Data supplied ▸

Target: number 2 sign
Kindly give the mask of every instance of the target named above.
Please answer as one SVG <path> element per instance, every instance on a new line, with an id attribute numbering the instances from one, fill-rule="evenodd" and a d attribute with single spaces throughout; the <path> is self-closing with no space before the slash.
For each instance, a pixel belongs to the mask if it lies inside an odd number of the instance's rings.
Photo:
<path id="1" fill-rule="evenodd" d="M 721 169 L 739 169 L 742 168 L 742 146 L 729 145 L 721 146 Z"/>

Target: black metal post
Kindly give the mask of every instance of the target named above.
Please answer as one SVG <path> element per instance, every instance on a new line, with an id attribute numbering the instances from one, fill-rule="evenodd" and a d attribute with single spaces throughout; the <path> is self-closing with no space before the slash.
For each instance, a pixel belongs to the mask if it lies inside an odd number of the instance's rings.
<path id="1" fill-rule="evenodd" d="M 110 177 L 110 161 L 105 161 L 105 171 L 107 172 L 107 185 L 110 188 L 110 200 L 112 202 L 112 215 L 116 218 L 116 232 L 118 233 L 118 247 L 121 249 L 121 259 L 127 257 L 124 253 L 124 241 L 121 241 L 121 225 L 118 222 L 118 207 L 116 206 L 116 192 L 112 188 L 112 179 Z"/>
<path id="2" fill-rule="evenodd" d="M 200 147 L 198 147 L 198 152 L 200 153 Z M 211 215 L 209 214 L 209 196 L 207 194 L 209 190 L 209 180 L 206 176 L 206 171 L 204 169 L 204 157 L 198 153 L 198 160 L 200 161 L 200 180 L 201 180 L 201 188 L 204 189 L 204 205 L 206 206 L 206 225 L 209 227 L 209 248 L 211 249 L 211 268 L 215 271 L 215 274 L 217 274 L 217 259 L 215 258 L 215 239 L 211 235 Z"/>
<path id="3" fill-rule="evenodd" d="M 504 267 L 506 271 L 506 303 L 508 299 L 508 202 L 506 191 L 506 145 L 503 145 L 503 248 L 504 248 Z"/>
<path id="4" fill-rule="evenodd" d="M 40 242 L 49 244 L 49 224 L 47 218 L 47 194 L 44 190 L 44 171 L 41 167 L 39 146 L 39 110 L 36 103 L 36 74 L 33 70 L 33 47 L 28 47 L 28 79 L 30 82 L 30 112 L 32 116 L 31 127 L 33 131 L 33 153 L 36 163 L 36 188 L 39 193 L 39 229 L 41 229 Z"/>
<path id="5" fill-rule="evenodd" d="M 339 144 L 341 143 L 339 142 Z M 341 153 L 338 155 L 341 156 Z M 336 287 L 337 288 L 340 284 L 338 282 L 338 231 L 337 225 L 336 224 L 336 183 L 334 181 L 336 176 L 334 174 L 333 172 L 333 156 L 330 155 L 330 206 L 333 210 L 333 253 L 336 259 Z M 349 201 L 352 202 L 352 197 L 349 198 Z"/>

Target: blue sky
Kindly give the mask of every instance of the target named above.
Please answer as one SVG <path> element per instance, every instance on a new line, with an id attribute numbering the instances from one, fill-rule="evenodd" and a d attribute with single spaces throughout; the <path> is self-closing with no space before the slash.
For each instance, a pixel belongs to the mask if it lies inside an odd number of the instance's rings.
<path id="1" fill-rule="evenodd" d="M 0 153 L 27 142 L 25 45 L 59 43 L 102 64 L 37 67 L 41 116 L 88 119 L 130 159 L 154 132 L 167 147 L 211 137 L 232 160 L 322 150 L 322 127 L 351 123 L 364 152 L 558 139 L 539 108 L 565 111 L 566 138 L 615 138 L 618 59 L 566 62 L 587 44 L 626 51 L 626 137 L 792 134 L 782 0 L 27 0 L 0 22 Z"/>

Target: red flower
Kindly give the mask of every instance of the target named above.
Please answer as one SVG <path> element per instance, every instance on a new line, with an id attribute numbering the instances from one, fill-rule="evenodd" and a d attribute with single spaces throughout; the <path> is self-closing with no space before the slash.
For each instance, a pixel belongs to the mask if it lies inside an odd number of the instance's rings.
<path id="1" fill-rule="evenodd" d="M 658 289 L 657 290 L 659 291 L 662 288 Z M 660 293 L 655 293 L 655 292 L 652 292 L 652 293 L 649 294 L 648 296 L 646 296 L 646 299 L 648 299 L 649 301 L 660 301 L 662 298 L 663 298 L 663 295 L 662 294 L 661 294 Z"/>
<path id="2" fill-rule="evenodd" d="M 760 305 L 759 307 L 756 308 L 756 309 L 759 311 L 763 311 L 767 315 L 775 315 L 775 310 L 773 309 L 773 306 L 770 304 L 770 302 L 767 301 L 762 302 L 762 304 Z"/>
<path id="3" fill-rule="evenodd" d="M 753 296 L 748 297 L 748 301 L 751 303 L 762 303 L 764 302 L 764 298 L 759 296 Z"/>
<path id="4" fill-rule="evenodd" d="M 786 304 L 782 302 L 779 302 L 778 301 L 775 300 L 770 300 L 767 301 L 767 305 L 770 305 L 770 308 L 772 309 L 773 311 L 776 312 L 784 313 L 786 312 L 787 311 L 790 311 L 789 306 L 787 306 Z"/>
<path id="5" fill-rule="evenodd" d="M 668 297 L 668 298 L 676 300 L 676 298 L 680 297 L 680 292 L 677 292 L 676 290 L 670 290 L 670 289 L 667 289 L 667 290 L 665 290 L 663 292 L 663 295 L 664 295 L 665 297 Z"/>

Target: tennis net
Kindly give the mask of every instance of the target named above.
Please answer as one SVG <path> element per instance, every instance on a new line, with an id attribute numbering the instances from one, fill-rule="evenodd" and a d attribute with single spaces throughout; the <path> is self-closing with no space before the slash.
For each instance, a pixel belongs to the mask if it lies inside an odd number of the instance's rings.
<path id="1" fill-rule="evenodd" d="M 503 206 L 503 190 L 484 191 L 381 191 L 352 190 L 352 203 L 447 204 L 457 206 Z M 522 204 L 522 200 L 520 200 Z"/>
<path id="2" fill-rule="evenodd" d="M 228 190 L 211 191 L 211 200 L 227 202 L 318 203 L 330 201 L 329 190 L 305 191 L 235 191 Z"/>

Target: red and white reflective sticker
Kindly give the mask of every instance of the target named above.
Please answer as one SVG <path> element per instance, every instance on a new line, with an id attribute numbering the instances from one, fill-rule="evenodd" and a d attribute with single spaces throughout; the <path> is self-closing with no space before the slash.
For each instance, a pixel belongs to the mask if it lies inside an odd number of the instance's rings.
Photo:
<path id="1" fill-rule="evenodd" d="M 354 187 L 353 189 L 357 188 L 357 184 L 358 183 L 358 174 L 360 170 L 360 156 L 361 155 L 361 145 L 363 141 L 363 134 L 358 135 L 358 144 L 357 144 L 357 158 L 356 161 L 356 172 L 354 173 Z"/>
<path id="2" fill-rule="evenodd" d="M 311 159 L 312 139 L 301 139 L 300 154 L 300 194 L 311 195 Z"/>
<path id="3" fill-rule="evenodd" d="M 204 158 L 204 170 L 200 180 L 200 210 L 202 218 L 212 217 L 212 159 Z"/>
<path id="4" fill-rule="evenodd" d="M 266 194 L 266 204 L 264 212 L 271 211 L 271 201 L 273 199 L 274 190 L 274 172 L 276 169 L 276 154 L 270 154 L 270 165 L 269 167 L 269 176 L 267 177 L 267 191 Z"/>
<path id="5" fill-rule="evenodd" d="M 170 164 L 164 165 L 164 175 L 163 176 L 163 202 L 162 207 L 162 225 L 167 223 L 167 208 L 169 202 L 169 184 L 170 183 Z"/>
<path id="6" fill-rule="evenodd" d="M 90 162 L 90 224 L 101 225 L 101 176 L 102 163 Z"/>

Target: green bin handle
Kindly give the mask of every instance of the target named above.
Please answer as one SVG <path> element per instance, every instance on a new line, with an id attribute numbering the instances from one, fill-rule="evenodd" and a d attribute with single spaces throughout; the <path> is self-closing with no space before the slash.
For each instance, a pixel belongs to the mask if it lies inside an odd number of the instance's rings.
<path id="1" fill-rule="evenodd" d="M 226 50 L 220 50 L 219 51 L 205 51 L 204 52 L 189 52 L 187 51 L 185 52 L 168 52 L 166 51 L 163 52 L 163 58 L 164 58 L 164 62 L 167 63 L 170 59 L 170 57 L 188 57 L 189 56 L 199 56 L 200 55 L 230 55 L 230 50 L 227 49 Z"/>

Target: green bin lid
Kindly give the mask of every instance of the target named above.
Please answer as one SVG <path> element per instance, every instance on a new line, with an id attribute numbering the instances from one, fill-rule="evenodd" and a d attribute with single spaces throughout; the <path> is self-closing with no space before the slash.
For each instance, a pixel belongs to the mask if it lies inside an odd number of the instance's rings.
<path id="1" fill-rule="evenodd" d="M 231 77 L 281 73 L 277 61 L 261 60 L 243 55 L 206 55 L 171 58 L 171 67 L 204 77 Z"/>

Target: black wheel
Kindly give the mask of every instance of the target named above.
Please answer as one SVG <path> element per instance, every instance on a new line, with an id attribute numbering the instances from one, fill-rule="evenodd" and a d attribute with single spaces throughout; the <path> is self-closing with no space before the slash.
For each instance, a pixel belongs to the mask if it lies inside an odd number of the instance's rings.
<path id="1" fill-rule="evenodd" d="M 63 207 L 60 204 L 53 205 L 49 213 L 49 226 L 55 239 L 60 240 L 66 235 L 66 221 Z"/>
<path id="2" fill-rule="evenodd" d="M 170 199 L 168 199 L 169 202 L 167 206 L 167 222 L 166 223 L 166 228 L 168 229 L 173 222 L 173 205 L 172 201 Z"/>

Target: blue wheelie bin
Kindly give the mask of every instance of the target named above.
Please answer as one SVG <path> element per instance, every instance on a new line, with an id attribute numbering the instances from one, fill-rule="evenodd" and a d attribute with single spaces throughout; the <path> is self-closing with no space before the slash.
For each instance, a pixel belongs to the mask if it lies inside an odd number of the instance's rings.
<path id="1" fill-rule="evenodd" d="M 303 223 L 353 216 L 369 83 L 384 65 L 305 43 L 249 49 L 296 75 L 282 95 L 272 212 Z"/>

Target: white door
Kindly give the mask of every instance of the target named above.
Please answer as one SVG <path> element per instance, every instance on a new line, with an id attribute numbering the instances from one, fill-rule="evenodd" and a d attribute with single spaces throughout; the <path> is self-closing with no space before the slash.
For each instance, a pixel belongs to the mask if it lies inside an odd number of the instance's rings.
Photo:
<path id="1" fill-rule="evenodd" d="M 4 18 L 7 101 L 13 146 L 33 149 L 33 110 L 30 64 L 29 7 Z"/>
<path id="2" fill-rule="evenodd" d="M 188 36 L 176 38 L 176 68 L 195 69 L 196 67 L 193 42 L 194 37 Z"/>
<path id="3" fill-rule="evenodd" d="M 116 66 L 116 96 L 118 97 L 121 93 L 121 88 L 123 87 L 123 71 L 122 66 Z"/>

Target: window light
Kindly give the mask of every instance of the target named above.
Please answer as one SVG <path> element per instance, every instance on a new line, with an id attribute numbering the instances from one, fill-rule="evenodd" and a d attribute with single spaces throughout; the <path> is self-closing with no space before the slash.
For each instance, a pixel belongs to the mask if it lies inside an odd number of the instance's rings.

The exercise ▸ Return every line from the start of the items above down to the line containing "721 169 L 739", including both ends, and reproduce each line without any change.

Answer to the problem ▸
Target: number 2 sign
Kindly give the mask of every instance of the target named above.
Please answer as one SVG <path> element per instance, every instance on a new line, with an id attribute numbering the instances from one, fill-rule="evenodd" and a d attribute with single spaces throughout; the <path> is self-closing with no space before the slash.
For each instance, a pixel belongs to the mask if it lies inside an odd number of the instance's rings.
Photo:
<path id="1" fill-rule="evenodd" d="M 721 169 L 739 169 L 742 168 L 742 146 L 729 145 L 721 146 Z"/>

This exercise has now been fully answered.